Data for the task:
------------------------

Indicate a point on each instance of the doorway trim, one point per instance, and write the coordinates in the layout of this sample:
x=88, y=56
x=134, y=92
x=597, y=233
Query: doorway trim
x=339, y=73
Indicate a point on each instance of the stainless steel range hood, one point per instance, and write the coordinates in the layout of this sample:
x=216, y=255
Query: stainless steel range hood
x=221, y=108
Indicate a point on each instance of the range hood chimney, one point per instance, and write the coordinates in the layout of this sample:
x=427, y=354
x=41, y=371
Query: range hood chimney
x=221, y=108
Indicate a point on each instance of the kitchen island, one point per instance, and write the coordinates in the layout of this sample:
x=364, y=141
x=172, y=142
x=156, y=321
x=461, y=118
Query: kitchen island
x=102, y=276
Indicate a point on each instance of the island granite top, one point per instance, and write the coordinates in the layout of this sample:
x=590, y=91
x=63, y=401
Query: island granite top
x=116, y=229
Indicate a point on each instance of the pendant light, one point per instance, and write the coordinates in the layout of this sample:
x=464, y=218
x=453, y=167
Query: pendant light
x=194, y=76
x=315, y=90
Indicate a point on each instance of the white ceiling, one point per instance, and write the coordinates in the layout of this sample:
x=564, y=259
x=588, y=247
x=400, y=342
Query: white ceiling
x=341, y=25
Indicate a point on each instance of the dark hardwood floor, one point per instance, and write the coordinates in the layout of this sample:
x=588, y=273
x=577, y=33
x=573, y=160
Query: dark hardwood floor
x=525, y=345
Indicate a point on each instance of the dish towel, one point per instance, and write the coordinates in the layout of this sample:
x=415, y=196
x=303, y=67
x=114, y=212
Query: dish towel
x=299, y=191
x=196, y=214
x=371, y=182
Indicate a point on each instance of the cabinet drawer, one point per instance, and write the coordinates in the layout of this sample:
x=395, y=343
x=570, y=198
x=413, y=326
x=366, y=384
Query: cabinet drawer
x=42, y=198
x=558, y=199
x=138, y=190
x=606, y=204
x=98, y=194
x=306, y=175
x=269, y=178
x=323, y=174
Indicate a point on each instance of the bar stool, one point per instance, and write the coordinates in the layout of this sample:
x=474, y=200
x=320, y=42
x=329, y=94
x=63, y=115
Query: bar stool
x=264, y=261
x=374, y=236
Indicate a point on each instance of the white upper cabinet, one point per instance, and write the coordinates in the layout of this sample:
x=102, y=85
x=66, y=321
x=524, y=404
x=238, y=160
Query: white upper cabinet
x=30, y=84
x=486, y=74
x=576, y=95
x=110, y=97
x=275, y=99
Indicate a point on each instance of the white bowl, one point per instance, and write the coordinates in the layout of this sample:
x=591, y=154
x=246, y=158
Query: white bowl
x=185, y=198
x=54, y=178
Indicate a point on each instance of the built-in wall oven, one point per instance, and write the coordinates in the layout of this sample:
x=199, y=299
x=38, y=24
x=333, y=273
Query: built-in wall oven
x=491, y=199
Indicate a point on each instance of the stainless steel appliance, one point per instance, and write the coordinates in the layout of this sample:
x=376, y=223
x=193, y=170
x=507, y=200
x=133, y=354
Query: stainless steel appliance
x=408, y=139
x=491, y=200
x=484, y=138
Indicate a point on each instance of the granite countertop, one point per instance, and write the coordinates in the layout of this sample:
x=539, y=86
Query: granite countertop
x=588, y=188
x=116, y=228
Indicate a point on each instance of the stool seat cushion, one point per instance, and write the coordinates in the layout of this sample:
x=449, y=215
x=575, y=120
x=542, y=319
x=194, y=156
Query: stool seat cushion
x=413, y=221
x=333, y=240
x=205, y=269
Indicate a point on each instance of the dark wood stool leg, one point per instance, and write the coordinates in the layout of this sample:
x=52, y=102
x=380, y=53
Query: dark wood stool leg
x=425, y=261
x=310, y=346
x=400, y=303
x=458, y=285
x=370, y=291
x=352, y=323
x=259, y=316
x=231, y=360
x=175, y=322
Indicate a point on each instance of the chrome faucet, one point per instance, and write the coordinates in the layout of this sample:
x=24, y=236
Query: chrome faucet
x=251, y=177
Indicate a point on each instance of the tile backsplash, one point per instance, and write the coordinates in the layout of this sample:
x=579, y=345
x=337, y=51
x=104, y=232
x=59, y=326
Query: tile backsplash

------------------------

Work to be completed: Rewrite all the lines above, replacing "layout of this sample" with "format of this example" and leaving everything else unchanged.

Solution:
Indicate a point on each instance of the doorway trim, one point per instance, and write the coordinates in the format of this example:
x=88, y=56
x=134, y=92
x=597, y=233
Query: doorway trim
x=339, y=73
Indicate a point on each instance of the stainless steel range hood, one point per instance, and write the coordinates in the format of this example:
x=216, y=255
Query: stainless steel range hood
x=221, y=108
Indicate a point on each instance of the range hood chimney, one point per instance, and write the coordinates in the format of this example:
x=427, y=354
x=41, y=371
Query: range hood chimney
x=221, y=108
Indicate a point on each instance of the kitchen island, one point per instance, and write the coordinates in the format of this example:
x=364, y=141
x=172, y=142
x=156, y=321
x=461, y=118
Query: kitchen island
x=102, y=276
Indicate a point on each instance of the island granite top, one point per instance, and write the coordinates in the format of this example:
x=590, y=91
x=63, y=401
Query: island granite top
x=116, y=229
Indicate a point on each instance of the pendant light, one point per instance, and write the coordinates in the format of this example:
x=464, y=218
x=453, y=167
Query: pendant light
x=194, y=76
x=315, y=90
Indicate a point on each instance of the white ceiling, one point per instance, and write the coordinates in the format of this example:
x=564, y=259
x=588, y=247
x=400, y=342
Query: white ceiling
x=341, y=25
Indicate a point on each instance of the dark hardwood floor, one point per instance, and write the coordinates in the format of this example:
x=588, y=273
x=577, y=33
x=573, y=160
Query: dark hardwood floor
x=525, y=345
Indicate a point on each instance of the dish towel, one point per instance, and write the coordinates in the format of this example:
x=415, y=196
x=303, y=67
x=114, y=212
Query: dish towel
x=299, y=191
x=196, y=214
x=371, y=182
Indicate a point on each instance of the cabinet drawer, one point per instance, and write the coordinates in the format of this example:
x=395, y=343
x=570, y=198
x=413, y=326
x=366, y=384
Query: cabinet drawer
x=42, y=198
x=558, y=199
x=138, y=190
x=606, y=204
x=98, y=194
x=306, y=175
x=269, y=178
x=323, y=174
Indicate a point on each instance of the bar stool, one point per instance, and write the coordinates in the format of this example:
x=474, y=200
x=320, y=42
x=329, y=94
x=63, y=115
Query: bar stool
x=264, y=261
x=374, y=236
Indicate a point on each instance of the white upper cabinet, one point per instance, and write the coordinates in the format of this example:
x=102, y=85
x=66, y=321
x=524, y=404
x=238, y=160
Query: white upper cabinet
x=30, y=84
x=486, y=74
x=576, y=95
x=110, y=97
x=275, y=99
Indicate a point on each instance of the white bowl, one point per instance, and write the coordinates in the format of this example:
x=591, y=154
x=246, y=158
Query: white bowl
x=185, y=198
x=54, y=178
Indicate a point on each instance of the built-in wall oven, one point per instance, and write the coordinates in the format of this example:
x=199, y=299
x=38, y=24
x=333, y=273
Query: built-in wall oven
x=491, y=199
Indicate a point on each instance of the stainless steel appliance, one point per instance, and write the coordinates in the format of this example:
x=376, y=223
x=193, y=170
x=507, y=200
x=133, y=354
Query: stainless steel appliance
x=408, y=139
x=491, y=200
x=484, y=138
Indicate a point on each instance of the granite countertop, one point per instance, and write the coordinates in the format of this example:
x=539, y=86
Query: granite countertop
x=588, y=188
x=116, y=228
Indicate a point on each instance of the stool seat cushion, one point per instance, and write the coordinates in the format of this example:
x=449, y=215
x=575, y=120
x=542, y=319
x=194, y=156
Query: stool seat cushion
x=413, y=221
x=333, y=240
x=205, y=269
Indicate a point on each instance of the dark wood stool leg, one point per instance, and write the coordinates in the format of this example:
x=52, y=102
x=380, y=53
Query: dark wood stool leg
x=425, y=261
x=310, y=346
x=400, y=303
x=458, y=285
x=370, y=291
x=352, y=323
x=259, y=316
x=231, y=360
x=175, y=322
Indicate a point on each instance of the chrome faucet, one point per instance, and write the coordinates in the format of this example:
x=24, y=236
Query: chrome faucet
x=251, y=177
Indicate a point on each instance of the tile backsplash, one point per instance, and write the coordinates in the format of this example:
x=579, y=345
x=337, y=51
x=104, y=232
x=59, y=326
Query: tile backsplash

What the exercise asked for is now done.